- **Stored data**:
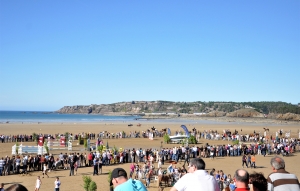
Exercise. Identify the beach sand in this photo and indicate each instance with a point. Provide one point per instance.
(227, 164)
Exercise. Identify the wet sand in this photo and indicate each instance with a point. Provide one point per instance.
(227, 164)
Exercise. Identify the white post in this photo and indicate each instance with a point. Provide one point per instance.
(20, 150)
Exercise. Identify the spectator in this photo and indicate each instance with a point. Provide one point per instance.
(258, 182)
(196, 178)
(16, 187)
(241, 178)
(281, 179)
(122, 183)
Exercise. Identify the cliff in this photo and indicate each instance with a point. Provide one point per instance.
(166, 109)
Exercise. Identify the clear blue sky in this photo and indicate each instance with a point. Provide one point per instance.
(73, 52)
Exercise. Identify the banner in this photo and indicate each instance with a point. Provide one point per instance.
(185, 130)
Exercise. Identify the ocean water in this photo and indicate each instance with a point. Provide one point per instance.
(51, 117)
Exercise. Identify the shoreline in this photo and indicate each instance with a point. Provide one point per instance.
(167, 120)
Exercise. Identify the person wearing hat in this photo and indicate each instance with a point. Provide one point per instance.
(122, 183)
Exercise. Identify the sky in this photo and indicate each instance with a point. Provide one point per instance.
(62, 53)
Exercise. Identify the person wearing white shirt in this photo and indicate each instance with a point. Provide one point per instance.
(57, 184)
(197, 179)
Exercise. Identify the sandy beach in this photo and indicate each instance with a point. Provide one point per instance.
(227, 164)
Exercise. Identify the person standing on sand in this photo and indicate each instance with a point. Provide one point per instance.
(280, 179)
(45, 170)
(121, 182)
(57, 184)
(38, 183)
(244, 160)
(2, 187)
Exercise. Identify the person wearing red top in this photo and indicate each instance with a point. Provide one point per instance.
(241, 178)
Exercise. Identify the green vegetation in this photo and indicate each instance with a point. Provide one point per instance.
(166, 138)
(236, 142)
(197, 106)
(88, 184)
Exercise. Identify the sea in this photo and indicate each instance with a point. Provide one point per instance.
(52, 117)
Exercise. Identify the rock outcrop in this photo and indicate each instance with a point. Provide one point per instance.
(166, 109)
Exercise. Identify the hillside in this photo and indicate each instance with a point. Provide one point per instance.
(273, 110)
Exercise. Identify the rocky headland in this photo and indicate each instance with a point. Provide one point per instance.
(193, 110)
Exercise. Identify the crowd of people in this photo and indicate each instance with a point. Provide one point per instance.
(142, 161)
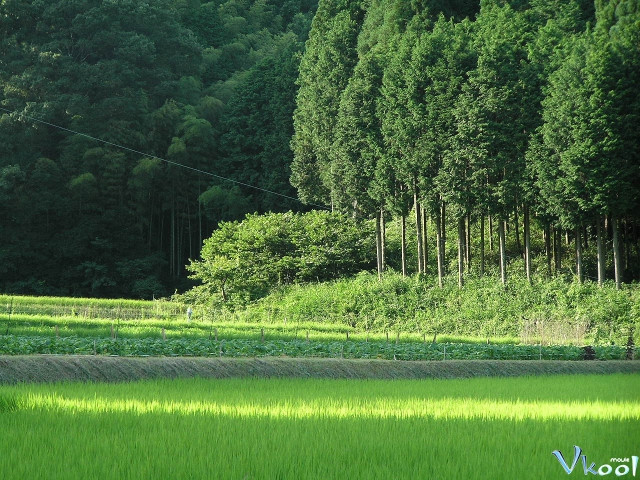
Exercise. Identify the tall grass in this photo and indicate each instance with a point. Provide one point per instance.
(307, 429)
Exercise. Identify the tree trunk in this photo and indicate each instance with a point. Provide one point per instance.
(444, 225)
(403, 243)
(425, 249)
(418, 232)
(378, 245)
(383, 237)
(439, 248)
(482, 244)
(527, 243)
(468, 242)
(547, 247)
(503, 253)
(557, 249)
(517, 230)
(601, 251)
(578, 240)
(461, 252)
(617, 260)
(490, 233)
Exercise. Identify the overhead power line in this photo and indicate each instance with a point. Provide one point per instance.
(170, 162)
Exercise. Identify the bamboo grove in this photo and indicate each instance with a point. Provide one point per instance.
(509, 114)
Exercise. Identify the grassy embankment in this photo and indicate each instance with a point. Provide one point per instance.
(548, 311)
(306, 429)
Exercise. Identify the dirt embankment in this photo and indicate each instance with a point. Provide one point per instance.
(54, 368)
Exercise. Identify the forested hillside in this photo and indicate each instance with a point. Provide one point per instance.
(210, 85)
(524, 114)
(492, 132)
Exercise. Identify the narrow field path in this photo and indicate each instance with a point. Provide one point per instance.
(59, 368)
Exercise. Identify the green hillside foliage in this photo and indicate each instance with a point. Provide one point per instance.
(210, 85)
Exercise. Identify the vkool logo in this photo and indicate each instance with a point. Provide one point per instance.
(591, 468)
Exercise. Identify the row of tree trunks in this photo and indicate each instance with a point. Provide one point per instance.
(553, 240)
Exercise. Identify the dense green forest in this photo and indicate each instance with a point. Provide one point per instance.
(499, 132)
(210, 85)
(526, 113)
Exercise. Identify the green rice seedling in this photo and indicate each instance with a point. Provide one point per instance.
(499, 428)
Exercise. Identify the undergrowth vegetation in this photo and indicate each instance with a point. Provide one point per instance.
(546, 310)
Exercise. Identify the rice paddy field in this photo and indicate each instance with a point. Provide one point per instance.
(480, 428)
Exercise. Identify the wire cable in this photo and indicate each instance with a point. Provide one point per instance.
(170, 162)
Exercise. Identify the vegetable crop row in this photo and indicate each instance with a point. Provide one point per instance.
(17, 345)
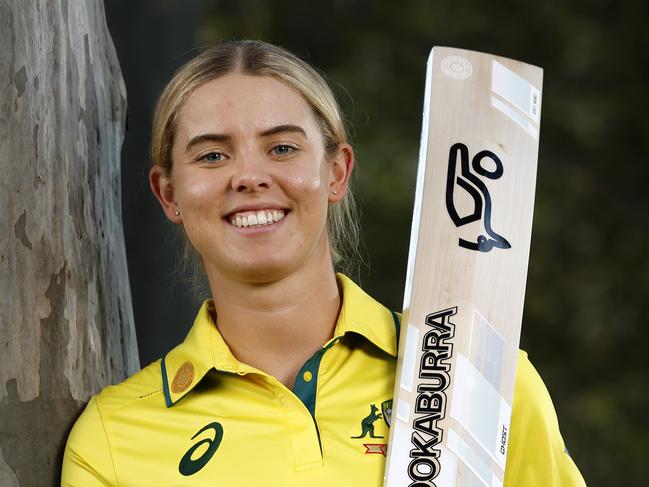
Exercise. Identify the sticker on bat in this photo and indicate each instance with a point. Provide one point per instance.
(469, 181)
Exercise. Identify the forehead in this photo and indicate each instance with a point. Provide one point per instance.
(239, 104)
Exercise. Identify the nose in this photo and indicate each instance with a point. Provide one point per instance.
(250, 175)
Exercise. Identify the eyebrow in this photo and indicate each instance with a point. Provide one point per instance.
(278, 129)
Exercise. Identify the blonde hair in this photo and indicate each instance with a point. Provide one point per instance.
(262, 59)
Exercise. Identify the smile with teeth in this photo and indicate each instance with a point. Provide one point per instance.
(256, 218)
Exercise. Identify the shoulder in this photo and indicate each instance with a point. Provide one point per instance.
(142, 385)
(88, 459)
(537, 455)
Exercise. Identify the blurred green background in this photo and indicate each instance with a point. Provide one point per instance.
(587, 305)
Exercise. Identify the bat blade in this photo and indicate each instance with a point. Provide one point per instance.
(467, 268)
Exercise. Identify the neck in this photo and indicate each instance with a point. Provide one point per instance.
(278, 325)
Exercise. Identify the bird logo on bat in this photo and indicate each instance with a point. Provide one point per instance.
(475, 187)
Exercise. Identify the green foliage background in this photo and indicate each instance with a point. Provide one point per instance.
(586, 308)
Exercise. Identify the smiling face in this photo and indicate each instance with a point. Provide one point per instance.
(251, 179)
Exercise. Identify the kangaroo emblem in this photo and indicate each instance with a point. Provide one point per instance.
(367, 424)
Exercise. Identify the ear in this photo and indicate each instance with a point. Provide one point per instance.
(163, 189)
(340, 173)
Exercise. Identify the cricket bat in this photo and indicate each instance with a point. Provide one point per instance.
(467, 267)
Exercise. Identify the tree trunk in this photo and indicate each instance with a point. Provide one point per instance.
(66, 326)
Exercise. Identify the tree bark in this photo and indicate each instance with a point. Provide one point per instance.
(66, 323)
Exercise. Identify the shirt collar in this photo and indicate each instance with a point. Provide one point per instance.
(204, 348)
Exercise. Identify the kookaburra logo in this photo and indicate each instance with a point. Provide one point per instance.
(478, 192)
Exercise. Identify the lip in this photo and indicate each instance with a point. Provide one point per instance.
(255, 207)
(257, 229)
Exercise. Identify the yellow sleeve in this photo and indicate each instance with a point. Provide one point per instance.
(87, 461)
(536, 454)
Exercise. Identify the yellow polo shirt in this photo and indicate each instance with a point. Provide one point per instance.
(200, 417)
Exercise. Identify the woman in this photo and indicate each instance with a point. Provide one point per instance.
(281, 379)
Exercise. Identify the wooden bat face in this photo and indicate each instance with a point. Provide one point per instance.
(467, 268)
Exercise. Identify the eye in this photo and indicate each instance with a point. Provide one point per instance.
(212, 157)
(283, 150)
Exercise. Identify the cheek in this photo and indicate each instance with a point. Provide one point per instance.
(198, 192)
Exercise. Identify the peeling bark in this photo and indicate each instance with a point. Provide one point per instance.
(66, 325)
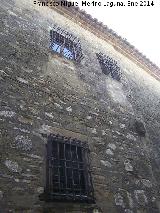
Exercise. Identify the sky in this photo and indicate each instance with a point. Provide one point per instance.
(140, 25)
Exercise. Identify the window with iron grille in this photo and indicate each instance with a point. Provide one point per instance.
(68, 176)
(109, 66)
(65, 44)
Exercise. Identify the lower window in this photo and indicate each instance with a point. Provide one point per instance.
(68, 176)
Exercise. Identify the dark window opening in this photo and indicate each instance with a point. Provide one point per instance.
(68, 176)
(109, 66)
(65, 44)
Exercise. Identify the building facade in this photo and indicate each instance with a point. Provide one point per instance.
(75, 93)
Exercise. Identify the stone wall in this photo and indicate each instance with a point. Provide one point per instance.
(43, 93)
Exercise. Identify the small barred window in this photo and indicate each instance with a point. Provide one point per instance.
(68, 176)
(109, 66)
(65, 44)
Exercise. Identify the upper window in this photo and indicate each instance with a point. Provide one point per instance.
(68, 175)
(109, 66)
(65, 44)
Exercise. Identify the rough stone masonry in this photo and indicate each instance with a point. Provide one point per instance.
(43, 93)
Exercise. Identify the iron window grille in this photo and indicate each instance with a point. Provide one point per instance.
(65, 44)
(68, 175)
(109, 66)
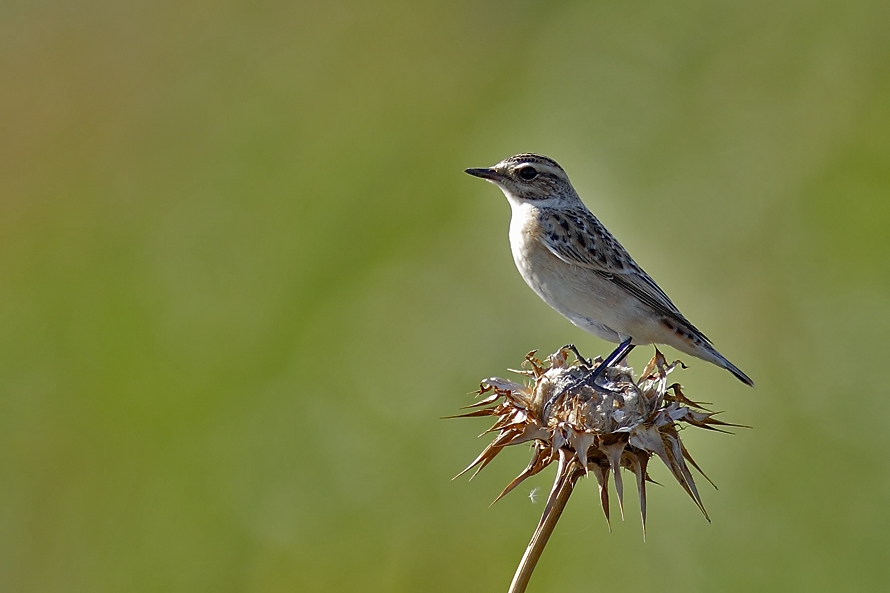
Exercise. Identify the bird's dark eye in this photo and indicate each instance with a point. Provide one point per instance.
(528, 173)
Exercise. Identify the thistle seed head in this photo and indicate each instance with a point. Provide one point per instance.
(622, 422)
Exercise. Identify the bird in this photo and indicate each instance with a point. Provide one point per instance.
(566, 255)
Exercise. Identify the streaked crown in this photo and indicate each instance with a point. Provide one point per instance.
(529, 177)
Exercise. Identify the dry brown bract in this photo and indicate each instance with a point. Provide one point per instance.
(598, 431)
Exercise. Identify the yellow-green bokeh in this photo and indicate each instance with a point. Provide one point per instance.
(242, 276)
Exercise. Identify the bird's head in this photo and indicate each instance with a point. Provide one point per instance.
(528, 178)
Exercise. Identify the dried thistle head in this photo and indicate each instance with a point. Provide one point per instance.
(621, 423)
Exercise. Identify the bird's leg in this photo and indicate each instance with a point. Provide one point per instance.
(585, 362)
(620, 352)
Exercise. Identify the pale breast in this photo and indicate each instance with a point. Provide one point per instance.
(569, 290)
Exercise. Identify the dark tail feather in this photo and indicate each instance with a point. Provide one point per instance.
(738, 373)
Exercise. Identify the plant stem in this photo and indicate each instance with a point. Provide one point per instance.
(545, 529)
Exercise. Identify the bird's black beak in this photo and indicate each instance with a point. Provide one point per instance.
(489, 174)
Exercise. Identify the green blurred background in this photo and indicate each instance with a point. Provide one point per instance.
(242, 276)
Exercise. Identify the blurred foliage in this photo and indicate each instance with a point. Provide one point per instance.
(243, 276)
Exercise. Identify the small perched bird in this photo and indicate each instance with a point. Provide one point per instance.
(572, 262)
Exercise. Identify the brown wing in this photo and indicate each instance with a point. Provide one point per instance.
(578, 238)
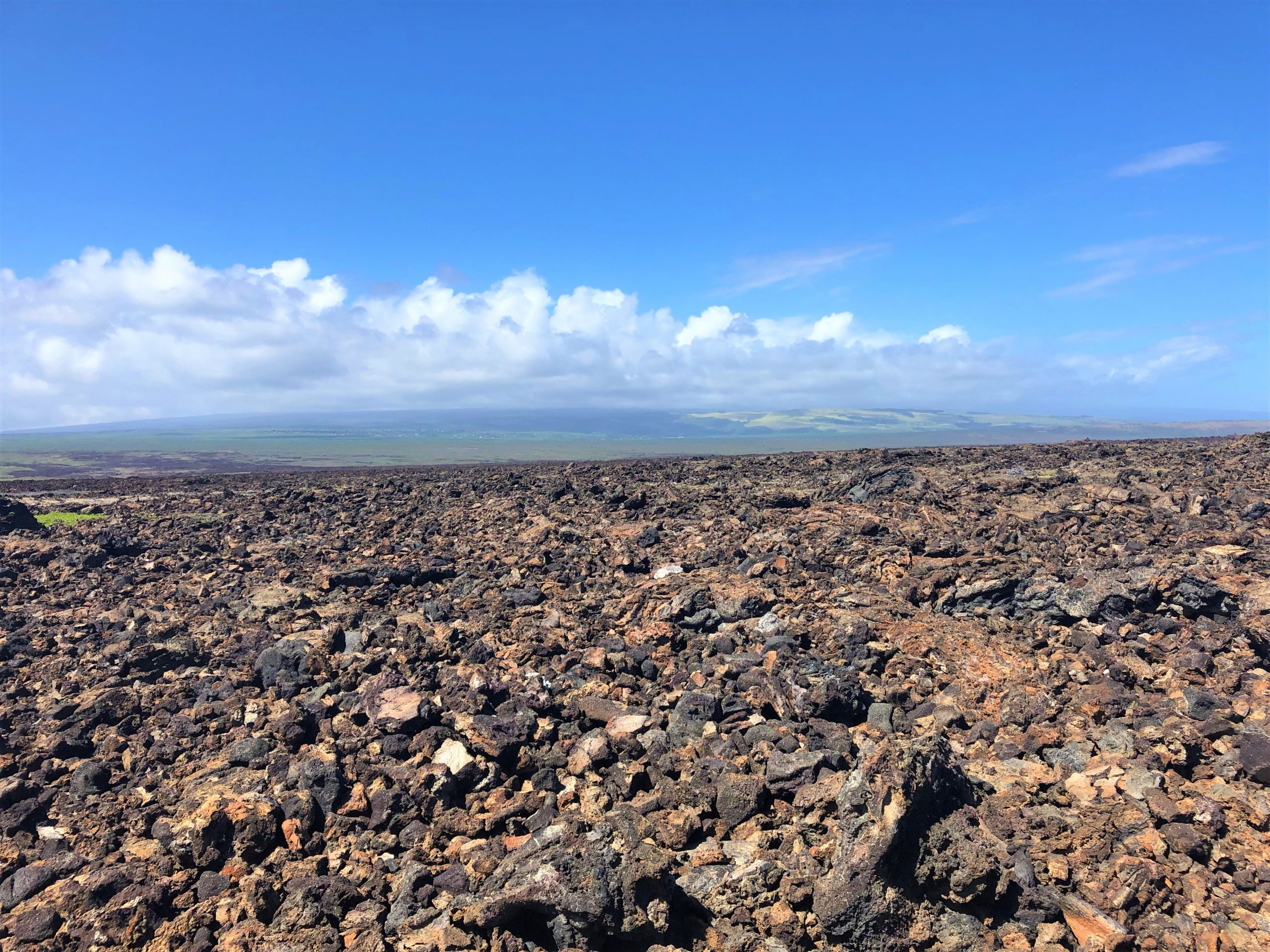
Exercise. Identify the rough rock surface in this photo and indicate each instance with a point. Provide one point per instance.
(939, 700)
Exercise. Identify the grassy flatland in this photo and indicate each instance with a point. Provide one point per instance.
(66, 518)
(405, 438)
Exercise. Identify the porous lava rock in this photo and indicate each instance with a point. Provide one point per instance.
(956, 699)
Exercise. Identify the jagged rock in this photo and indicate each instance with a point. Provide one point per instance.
(897, 792)
(1010, 697)
(16, 517)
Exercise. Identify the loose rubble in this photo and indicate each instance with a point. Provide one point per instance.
(885, 700)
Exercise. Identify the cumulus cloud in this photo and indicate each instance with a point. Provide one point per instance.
(103, 338)
(1173, 158)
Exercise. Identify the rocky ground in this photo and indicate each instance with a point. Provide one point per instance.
(940, 700)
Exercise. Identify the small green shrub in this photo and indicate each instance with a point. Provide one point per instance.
(69, 518)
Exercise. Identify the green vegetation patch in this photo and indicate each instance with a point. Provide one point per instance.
(67, 518)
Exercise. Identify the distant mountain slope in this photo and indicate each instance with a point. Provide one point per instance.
(238, 442)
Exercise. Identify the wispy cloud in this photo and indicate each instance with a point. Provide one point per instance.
(794, 267)
(1144, 366)
(1173, 158)
(1122, 261)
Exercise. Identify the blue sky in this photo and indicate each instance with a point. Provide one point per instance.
(1078, 189)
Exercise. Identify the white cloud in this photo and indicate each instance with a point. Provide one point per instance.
(1173, 158)
(945, 333)
(1122, 261)
(105, 338)
(794, 267)
(1144, 366)
(706, 325)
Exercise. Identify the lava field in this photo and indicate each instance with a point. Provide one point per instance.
(962, 699)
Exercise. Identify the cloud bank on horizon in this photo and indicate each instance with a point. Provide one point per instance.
(102, 338)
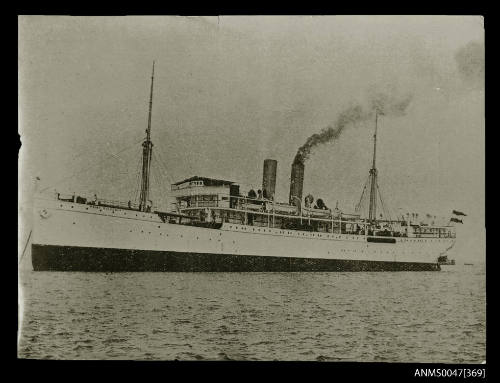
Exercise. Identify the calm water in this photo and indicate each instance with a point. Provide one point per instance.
(403, 317)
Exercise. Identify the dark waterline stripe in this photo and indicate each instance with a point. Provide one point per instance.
(71, 258)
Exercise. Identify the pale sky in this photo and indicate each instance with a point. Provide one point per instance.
(232, 91)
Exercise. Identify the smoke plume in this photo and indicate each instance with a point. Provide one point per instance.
(381, 103)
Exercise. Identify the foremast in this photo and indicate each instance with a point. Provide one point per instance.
(372, 211)
(147, 152)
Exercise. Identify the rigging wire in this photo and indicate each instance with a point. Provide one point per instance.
(358, 206)
(114, 156)
(386, 211)
(138, 180)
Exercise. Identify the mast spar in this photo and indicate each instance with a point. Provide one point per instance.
(372, 212)
(147, 151)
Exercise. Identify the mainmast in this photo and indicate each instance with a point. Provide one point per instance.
(147, 152)
(372, 213)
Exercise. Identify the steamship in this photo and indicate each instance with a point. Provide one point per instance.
(214, 227)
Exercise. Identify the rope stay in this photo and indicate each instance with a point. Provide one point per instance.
(358, 206)
(385, 210)
(112, 156)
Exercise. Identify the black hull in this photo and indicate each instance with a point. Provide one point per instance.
(69, 258)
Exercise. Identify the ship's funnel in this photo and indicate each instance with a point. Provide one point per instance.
(269, 178)
(296, 182)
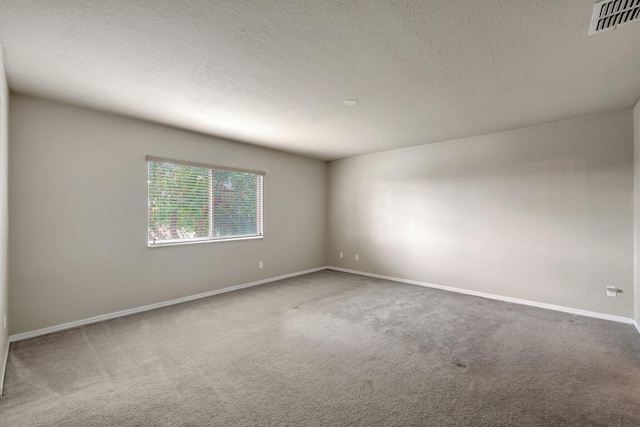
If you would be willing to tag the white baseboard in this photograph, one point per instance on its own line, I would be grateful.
(499, 297)
(3, 367)
(102, 318)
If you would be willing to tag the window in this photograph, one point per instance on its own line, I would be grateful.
(189, 202)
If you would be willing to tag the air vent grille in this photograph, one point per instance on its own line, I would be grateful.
(609, 14)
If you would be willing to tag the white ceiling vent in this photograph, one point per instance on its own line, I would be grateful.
(609, 14)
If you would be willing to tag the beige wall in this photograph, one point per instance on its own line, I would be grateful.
(636, 211)
(78, 229)
(541, 213)
(4, 143)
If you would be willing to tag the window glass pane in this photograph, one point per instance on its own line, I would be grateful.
(234, 203)
(178, 202)
(198, 203)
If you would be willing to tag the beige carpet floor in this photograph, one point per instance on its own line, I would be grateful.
(330, 349)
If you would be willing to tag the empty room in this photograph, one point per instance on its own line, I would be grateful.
(320, 213)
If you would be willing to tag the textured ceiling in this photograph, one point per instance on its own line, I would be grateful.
(276, 73)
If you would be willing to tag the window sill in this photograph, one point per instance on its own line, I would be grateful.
(198, 242)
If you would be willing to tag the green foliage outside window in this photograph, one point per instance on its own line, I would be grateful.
(189, 202)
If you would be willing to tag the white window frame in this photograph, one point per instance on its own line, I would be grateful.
(210, 238)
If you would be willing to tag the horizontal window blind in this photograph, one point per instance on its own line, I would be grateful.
(191, 202)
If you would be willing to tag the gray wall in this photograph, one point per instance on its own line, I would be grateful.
(636, 211)
(78, 228)
(543, 213)
(4, 143)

- **The task**: Give everything from the line containing "Exercise. Identify the porous" down to the line containing "(1078, 189)" as a Markdown table with the columns Row and Line, leaving out blank lines.

- **Solution to the exercise**:
| Row | Line |
|---|---|
| 1 | Exercise. Identify the porous lava rock in this photo and indicate each instance with a point. Provide one point per instance. |
| 2 | (956, 699) |
| 3 | Exercise. Identify the jagged rock in this photo and indicate each instance with a point. Provide one point per instance. |
| 4 | (897, 792) |
| 5 | (1010, 697) |
| 6 | (16, 517) |
| 7 | Exercise. Identify the loose rubble in this photo and indicate each instance with a point. Provide one point per instance. |
| 8 | (885, 700) |
| 9 | Exercise. Identify the cumulus cloud in this photo and indicate each instance with a point. Provide one point per instance. |
| 10 | (103, 338) |
| 11 | (1173, 158) |
| 12 | Exercise. Identify the rocky ground in this photo and indicate each instance with a point. Provide one point per instance. |
| 13 | (940, 700) |
| 14 | Exercise. Identify the small green shrub in this photo and indicate each instance with a point. Provide one point per instance. |
| 15 | (69, 518) |
| 16 | Exercise. Identify the green vegetation patch in this photo and indicate each instance with a point. Provide one point per instance. |
| 17 | (67, 518) |
| 18 | Exercise. Identify the distant mountain slope in this photo and indicate each instance with a point. Provide one point per instance. |
| 19 | (238, 442) |
| 20 | Exercise. Identify the wispy cloud in this photo and indicate each instance with a point. Provide one point per instance. |
| 21 | (794, 267) |
| 22 | (1144, 366) |
| 23 | (1173, 158) |
| 24 | (1122, 261) |
| 25 | Exercise. Identify the blue sky in this photo and indicate each instance with a point. Provide one point per instance. |
| 26 | (1078, 189) |